* [Формулировка задания A]
Найдите среди строк ниже все, где встречается слово «window» с учетом регистра, и перепишите каждую такую строку целиком.

**** Исходный отрывок ****

Я не знаю большей радости, чем разговор с людьми, близкими по духу. Если собеседники доверяют друг другу и не стараются покрасоваться, если они любят одни и те же книги или хотя бы книги примерно одного рода, если у них общий круг знакомых — тогда в разговор вступают и украшают его Стендаль, Бальзак, Пруст, Мериме. Это увлекательная игра, в которой вместо мячика игроки перебрасываются цитатами. Например: «Любопытство — это дань, которую добродетель отдает пороку». Поток слов несет в себе столько сюжетов, что они могли бы дать пищу десятку романистов.
Жан Дютур цитирует Леона-Поля Фарга: «Спорить можно, только когда собеседники во всем, до мелочей, согласны друг с другом». За эти два счастливых дня я оценил, насколько это верно.
Сентябрь 1959.
Приехали Жан и Камила Дютуры. Работа, прогулки, свобода. По вечерам слушаем пластинки. Сегодня — «Героическую симфонию». Никогда еще траурный марш не казался мне таким прекрасным.
— Мне бы хотелось, чтобы именно это сыграли на моих похоронах, — говорю я.
— Да, — говорит Жан Дютур, — мне тоже. Такой и должна быть смерть, героической и безмятежной.
Каждый составляет себе похоронную программу. Симона предпочитает марш, под который Зигфрид всходит на костер в «Сумерках богов».

**** Исходные строки ****

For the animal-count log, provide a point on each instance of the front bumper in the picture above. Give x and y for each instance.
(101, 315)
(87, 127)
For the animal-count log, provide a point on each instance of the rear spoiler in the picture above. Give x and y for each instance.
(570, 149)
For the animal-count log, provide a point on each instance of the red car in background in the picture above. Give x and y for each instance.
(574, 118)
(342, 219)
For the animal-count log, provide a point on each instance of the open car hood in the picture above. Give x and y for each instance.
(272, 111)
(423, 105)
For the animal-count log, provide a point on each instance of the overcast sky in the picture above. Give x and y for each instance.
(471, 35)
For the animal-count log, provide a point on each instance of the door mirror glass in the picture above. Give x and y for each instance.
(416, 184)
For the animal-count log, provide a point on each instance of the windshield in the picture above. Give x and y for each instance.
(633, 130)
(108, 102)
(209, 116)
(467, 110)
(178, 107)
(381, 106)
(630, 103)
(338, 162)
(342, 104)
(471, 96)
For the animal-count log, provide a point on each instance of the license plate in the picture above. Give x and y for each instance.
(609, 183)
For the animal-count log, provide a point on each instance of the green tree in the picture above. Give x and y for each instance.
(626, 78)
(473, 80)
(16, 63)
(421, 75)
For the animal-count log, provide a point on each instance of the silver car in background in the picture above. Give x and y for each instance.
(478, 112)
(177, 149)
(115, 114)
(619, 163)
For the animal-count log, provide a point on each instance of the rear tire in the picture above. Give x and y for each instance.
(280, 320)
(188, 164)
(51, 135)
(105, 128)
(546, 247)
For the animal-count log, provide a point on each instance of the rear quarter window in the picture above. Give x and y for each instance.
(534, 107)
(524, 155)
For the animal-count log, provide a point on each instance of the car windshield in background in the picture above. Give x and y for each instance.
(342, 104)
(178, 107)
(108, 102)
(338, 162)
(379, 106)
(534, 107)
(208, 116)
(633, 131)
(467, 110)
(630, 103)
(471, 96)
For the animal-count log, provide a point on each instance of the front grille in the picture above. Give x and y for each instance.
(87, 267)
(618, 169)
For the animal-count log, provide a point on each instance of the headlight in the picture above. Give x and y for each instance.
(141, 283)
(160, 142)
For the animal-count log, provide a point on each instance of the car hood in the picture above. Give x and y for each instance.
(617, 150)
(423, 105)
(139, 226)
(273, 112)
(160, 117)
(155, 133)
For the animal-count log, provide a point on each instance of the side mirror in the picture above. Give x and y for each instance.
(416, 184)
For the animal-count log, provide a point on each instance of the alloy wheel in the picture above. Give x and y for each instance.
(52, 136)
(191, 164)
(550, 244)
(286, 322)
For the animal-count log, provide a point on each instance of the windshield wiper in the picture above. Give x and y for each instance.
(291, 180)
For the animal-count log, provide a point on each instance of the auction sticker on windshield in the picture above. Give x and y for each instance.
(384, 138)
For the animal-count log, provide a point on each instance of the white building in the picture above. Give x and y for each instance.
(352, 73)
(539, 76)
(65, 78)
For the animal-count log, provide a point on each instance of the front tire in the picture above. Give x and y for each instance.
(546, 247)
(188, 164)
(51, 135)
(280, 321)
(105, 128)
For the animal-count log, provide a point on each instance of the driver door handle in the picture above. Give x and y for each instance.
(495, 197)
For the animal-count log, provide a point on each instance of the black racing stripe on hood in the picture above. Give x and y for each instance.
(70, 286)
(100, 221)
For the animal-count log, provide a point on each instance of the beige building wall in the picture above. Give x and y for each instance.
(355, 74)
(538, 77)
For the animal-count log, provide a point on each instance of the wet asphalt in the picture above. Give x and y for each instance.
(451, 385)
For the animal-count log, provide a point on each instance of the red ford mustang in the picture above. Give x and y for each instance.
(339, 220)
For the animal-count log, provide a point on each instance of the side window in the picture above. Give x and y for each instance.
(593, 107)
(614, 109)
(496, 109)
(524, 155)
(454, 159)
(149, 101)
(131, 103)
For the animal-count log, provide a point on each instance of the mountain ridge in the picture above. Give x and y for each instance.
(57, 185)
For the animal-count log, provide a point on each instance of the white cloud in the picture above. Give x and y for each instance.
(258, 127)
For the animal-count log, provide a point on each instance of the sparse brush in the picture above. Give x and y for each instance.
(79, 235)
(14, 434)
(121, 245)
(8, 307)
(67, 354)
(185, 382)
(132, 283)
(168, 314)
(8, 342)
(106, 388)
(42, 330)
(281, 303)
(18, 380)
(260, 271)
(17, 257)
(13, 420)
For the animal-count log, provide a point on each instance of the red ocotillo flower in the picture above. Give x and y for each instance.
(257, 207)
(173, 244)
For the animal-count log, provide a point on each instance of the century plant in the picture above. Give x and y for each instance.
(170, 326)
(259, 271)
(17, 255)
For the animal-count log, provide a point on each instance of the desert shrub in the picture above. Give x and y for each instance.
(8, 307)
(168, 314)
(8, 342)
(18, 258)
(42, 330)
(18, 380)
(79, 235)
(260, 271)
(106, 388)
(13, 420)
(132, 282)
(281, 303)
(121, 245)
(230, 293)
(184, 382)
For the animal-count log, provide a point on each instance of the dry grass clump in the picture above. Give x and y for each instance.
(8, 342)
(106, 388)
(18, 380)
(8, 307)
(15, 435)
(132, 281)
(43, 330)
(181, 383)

****

* [Формулировка задания B]
Повторите без изменений отрывок выше, от «Приехали Жан и» до «похоронах, — говорю я.» включительно.

* [Результат задания A]
For the animal-count log, provide a point on each instance of the rear quarter window in the picture above. Give x and y for each instance.
For the animal-count log, provide a point on each instance of the side window in the picture above. Give x and y for each instance.

* [Результат задания B]
Приехали Жан и Камила Дютуры. Работа, прогулки, свобода. По вечерам слушаем пластинки. Сегодня — «Героическую симфонию». Никогда еще траурный марш не казался мне таким прекрасным.
— Мне бы хотелось, чтобы именно это сыграли на моих похоронах, — говорю я.